▸ Records:

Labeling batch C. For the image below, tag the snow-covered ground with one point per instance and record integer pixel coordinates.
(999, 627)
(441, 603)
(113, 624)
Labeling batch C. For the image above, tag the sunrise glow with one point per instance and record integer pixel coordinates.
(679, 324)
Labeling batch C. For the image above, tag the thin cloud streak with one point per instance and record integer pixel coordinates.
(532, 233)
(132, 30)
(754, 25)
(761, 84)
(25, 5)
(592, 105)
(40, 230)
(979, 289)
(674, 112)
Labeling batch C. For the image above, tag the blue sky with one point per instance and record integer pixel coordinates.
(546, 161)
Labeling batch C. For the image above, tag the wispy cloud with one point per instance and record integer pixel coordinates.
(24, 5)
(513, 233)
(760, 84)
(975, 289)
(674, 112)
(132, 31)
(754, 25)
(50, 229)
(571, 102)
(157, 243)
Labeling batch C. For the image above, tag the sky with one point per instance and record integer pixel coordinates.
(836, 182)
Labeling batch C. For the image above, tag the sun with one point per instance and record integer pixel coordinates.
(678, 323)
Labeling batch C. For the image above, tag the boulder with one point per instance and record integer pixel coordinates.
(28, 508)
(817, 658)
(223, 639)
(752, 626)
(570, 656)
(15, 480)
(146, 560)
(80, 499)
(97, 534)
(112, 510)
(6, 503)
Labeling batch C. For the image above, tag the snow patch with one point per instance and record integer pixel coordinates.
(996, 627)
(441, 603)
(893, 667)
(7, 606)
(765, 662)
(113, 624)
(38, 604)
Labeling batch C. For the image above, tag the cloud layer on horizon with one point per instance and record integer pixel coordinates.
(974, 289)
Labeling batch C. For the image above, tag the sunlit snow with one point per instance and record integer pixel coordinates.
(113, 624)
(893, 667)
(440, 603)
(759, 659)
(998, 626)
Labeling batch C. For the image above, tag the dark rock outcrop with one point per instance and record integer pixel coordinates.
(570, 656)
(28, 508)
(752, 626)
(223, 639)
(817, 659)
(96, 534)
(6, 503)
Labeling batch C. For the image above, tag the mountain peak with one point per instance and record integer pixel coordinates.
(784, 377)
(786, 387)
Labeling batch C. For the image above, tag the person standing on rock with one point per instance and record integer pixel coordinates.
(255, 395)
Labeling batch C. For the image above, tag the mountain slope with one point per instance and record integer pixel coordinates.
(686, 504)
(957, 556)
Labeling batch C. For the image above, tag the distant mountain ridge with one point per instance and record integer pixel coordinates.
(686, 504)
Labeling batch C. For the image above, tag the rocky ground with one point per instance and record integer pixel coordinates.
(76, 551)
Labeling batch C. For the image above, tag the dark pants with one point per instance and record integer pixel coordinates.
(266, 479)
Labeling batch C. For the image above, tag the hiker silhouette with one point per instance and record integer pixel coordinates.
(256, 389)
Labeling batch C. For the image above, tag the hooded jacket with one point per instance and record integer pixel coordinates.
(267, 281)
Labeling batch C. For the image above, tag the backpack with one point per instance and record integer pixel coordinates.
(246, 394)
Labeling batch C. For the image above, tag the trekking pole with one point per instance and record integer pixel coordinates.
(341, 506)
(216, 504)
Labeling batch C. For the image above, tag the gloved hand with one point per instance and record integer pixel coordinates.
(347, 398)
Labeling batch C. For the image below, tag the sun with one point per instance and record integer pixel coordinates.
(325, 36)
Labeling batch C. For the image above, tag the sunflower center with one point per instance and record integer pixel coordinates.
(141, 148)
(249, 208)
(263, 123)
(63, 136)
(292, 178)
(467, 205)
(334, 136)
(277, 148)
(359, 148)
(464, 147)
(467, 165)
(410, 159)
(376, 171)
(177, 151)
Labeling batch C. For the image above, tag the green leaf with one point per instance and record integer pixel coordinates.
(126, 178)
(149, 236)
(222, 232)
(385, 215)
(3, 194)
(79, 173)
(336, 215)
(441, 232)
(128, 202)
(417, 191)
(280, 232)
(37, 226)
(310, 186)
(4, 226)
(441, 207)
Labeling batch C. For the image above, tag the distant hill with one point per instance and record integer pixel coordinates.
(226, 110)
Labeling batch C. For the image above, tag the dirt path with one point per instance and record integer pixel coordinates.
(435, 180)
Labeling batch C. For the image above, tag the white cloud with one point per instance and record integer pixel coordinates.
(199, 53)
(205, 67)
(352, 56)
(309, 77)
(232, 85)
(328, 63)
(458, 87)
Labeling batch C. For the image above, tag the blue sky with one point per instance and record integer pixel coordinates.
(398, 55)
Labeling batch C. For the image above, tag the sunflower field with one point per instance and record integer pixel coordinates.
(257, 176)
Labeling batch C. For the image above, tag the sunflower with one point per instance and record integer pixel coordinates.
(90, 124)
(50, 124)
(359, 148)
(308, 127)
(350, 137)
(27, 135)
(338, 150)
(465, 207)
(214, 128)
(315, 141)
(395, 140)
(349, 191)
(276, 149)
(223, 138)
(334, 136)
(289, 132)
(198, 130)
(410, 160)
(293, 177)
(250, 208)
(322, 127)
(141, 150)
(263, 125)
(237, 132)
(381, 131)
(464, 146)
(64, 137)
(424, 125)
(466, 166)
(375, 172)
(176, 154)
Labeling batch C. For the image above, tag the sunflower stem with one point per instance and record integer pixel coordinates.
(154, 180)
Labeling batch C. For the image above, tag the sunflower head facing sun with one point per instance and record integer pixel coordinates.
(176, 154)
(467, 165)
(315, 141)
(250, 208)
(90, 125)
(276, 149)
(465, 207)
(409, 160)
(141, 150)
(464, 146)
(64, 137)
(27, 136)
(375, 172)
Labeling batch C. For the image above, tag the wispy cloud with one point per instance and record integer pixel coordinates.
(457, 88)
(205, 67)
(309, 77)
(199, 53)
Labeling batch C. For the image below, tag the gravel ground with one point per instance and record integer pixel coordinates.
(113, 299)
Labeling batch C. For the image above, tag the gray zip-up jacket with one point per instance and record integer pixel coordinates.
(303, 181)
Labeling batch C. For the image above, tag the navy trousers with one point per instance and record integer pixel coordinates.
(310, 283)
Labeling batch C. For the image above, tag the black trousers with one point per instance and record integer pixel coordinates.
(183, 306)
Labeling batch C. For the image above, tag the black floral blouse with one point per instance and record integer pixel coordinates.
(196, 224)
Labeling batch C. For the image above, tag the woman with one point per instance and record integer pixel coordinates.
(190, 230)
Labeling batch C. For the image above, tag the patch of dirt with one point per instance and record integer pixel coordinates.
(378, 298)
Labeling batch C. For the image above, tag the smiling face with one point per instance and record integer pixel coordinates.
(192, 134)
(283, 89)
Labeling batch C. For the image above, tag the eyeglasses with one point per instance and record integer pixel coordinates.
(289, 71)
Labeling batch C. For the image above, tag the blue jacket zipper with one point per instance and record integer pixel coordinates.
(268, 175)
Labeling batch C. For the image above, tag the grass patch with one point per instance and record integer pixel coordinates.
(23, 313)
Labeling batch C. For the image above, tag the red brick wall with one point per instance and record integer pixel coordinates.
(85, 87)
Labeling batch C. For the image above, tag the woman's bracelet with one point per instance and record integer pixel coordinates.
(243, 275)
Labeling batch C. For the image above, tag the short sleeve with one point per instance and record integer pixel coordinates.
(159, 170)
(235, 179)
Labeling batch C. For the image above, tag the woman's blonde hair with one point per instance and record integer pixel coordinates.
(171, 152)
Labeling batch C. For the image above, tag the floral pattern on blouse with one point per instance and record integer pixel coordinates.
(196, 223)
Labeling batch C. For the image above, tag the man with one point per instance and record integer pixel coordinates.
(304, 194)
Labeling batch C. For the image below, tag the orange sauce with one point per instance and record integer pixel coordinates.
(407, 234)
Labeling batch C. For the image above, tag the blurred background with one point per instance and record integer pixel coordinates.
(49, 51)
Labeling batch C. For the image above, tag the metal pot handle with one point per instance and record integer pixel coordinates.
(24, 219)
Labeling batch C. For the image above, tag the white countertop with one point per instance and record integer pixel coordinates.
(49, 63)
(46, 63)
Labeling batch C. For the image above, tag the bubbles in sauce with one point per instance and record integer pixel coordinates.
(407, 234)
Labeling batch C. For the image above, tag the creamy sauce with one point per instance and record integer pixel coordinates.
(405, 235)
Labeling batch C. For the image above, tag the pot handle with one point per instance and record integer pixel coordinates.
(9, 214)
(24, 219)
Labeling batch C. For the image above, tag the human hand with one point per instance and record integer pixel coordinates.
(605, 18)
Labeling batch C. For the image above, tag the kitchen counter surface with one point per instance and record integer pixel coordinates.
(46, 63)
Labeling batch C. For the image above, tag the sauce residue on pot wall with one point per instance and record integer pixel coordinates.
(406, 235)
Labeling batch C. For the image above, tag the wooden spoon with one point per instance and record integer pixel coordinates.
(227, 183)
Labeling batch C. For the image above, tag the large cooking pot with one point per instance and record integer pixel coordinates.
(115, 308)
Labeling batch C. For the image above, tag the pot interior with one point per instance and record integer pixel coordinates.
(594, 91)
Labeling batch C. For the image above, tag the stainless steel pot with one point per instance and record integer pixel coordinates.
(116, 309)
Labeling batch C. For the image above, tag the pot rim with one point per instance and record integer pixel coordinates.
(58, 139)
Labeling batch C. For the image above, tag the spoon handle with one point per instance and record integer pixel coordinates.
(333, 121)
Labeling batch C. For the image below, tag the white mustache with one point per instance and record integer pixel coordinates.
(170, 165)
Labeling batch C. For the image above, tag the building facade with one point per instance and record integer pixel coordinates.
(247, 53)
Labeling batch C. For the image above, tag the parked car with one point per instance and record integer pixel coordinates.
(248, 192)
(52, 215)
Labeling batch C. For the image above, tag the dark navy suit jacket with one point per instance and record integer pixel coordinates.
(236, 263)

▸ WHAT THE TASK ASKS:
Using the material above, reproduce exactly the line that contains "Labeling batch C. For the image above, tag the spoon" and all lines after it through the last one, and only those.

▸ EXERCISE OUTPUT:
Labeling batch C. For the image above, tag the spoon handle with one point per instance and record integer pixel coordinates.
(333, 121)
Labeling batch C. For the image below, tag the white mustache with one point per instance and record integer pixel coordinates.
(170, 165)
Labeling batch C. For the image above, tag the building facade with one point per instance and record integer pixel coordinates.
(247, 53)
Labeling batch C. For the image above, tag the parked car with one point per instance and record integer pixel coordinates.
(248, 192)
(52, 215)
Labeling batch C. For the image above, tag the dark navy suit jacket with one point per instance and record integer pixel coordinates.
(236, 263)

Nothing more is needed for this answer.